• _WHAT YOU SHOULD DO_
Could you say how many lines in the entries contain the string "metal"? Give only that number.

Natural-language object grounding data
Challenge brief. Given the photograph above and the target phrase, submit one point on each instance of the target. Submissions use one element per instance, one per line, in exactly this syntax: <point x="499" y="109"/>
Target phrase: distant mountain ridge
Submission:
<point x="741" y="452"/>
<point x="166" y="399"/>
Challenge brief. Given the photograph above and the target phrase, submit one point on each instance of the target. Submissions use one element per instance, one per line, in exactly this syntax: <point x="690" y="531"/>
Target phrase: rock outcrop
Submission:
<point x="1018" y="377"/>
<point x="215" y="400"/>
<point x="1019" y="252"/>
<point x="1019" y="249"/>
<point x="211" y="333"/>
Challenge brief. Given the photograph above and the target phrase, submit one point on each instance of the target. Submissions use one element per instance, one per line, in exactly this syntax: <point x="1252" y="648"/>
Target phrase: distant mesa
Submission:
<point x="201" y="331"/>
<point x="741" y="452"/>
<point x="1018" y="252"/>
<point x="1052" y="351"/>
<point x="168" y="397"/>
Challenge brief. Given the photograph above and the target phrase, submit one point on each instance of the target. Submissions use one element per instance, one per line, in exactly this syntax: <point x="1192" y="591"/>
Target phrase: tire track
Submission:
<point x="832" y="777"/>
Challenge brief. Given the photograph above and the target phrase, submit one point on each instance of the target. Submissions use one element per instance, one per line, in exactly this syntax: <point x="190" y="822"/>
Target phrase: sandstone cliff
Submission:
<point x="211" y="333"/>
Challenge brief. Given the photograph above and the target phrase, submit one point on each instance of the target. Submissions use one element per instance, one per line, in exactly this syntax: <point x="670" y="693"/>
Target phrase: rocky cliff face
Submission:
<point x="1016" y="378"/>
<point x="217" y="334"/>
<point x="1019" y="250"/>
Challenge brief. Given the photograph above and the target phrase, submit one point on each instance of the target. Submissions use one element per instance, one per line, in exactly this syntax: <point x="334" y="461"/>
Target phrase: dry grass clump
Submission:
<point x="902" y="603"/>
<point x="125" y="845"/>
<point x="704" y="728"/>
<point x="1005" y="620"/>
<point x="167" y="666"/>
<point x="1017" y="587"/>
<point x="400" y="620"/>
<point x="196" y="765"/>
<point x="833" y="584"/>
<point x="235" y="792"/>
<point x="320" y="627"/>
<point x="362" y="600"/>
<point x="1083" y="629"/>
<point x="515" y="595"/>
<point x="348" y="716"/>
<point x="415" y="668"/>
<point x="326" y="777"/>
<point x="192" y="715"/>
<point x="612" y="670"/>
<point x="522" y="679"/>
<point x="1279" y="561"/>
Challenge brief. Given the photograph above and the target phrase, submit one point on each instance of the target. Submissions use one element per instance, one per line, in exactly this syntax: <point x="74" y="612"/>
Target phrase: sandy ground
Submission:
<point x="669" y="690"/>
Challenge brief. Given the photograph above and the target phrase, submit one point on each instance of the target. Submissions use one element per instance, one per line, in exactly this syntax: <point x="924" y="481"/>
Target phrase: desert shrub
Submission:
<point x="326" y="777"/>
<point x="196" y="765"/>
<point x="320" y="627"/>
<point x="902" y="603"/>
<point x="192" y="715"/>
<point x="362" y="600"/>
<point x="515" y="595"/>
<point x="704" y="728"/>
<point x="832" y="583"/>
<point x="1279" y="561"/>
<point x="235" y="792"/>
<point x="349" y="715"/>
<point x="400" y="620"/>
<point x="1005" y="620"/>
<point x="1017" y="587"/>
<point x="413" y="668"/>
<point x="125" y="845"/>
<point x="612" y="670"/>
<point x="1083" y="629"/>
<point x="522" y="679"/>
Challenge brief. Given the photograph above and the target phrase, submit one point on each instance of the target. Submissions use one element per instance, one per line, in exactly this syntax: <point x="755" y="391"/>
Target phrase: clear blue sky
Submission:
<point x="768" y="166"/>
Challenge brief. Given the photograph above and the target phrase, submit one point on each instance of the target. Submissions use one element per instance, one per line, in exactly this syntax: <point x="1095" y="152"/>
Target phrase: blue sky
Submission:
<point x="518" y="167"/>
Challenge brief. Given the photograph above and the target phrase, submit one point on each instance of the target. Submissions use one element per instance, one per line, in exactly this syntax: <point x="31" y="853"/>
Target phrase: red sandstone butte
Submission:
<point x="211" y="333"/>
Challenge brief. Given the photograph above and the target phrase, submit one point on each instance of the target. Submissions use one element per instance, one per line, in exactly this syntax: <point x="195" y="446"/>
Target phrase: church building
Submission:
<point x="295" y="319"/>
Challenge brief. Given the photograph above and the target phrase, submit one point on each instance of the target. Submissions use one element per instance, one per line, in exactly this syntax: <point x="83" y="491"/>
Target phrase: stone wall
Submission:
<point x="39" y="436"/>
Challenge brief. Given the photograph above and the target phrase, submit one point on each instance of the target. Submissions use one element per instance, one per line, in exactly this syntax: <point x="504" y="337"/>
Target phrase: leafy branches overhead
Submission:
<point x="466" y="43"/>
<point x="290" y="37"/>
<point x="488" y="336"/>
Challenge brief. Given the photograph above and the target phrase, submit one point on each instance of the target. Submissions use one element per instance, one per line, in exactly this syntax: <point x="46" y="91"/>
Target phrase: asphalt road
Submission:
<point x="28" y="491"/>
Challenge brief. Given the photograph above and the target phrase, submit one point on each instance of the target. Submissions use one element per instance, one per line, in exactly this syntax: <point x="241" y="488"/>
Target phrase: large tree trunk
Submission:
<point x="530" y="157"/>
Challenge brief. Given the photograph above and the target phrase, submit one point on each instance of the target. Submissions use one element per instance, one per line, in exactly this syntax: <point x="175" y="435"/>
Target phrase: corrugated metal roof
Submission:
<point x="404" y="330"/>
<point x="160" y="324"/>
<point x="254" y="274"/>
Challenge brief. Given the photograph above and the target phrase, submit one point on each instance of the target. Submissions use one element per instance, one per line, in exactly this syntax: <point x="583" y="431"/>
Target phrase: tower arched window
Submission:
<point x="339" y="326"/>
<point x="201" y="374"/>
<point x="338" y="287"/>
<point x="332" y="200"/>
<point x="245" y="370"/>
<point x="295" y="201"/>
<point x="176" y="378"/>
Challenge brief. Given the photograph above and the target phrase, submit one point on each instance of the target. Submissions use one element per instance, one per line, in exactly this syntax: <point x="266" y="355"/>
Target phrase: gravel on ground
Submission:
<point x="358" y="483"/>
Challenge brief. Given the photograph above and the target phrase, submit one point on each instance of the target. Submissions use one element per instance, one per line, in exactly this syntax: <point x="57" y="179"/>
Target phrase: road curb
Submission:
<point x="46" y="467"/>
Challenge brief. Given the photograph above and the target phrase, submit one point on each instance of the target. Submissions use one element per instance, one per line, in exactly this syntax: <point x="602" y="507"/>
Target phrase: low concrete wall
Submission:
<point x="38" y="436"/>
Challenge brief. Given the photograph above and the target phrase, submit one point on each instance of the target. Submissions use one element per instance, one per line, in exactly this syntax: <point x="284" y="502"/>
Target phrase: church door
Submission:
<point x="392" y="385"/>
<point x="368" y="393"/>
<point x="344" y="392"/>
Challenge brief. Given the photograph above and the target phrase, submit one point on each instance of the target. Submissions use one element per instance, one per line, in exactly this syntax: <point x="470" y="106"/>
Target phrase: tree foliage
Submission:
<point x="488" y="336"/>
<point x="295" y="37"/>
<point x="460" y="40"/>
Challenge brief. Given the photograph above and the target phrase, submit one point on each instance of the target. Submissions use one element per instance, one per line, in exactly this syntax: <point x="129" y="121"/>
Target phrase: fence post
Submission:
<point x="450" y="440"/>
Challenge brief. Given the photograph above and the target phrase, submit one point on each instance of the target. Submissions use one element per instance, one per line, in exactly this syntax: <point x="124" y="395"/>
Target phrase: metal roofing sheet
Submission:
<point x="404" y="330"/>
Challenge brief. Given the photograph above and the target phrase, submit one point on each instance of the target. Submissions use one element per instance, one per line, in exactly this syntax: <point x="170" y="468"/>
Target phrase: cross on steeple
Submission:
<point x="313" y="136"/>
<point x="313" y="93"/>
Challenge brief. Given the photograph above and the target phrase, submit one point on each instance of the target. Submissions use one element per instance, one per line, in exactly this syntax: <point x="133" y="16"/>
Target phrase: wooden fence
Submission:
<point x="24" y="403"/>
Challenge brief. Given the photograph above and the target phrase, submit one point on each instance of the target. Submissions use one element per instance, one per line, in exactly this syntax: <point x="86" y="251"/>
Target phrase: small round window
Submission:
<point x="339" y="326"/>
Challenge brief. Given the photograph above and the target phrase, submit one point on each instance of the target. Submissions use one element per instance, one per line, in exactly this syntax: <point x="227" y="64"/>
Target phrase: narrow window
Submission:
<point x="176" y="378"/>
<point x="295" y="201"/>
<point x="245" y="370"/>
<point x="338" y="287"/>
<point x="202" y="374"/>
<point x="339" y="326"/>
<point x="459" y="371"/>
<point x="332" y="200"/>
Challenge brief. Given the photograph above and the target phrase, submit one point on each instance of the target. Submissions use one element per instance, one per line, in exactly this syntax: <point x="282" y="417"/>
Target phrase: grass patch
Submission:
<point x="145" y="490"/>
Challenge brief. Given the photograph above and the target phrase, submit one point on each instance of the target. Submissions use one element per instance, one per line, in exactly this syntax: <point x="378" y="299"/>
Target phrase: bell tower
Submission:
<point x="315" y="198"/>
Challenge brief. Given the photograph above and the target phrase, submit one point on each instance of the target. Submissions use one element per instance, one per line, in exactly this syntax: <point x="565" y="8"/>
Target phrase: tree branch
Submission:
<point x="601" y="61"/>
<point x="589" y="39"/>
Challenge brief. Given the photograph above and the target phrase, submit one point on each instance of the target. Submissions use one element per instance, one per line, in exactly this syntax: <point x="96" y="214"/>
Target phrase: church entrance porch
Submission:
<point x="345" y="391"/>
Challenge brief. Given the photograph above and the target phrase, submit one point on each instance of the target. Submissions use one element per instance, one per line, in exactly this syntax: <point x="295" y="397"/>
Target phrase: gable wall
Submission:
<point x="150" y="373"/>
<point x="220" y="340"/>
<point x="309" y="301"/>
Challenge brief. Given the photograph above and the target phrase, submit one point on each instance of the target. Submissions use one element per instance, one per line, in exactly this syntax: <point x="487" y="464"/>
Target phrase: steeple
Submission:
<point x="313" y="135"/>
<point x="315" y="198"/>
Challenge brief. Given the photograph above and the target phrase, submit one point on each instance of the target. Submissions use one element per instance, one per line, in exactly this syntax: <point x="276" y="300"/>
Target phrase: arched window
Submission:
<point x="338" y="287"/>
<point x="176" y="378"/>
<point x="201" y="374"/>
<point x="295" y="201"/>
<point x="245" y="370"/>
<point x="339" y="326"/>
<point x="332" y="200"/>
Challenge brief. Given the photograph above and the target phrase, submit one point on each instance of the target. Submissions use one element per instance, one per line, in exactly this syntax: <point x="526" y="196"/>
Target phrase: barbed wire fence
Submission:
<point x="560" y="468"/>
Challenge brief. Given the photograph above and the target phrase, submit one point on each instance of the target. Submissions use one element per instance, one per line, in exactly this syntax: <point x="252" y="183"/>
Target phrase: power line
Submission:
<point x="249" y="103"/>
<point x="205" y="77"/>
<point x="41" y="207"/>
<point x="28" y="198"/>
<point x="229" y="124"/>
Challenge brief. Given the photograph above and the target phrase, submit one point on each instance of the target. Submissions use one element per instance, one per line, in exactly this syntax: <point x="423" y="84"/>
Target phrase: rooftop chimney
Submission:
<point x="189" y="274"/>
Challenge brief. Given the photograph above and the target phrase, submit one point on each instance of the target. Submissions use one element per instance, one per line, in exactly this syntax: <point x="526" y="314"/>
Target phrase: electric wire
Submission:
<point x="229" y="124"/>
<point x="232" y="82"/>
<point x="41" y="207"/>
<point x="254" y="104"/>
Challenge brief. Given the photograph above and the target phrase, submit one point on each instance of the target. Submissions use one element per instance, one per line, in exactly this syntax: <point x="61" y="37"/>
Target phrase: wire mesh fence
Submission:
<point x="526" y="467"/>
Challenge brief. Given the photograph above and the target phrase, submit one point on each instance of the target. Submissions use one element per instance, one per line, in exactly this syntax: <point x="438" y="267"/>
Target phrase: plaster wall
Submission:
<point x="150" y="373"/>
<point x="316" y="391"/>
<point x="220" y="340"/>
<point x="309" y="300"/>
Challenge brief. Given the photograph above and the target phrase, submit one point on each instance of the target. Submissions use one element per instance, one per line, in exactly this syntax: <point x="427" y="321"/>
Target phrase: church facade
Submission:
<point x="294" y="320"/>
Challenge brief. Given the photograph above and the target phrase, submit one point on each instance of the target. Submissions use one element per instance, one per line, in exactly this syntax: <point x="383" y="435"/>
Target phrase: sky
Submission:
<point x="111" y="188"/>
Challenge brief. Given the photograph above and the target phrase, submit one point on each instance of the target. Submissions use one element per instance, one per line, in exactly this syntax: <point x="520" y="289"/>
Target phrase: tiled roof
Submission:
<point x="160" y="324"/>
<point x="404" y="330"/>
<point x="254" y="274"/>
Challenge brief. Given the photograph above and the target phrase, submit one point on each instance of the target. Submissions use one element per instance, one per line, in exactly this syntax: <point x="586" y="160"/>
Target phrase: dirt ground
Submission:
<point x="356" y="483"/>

• _RESPONSE AREA_
2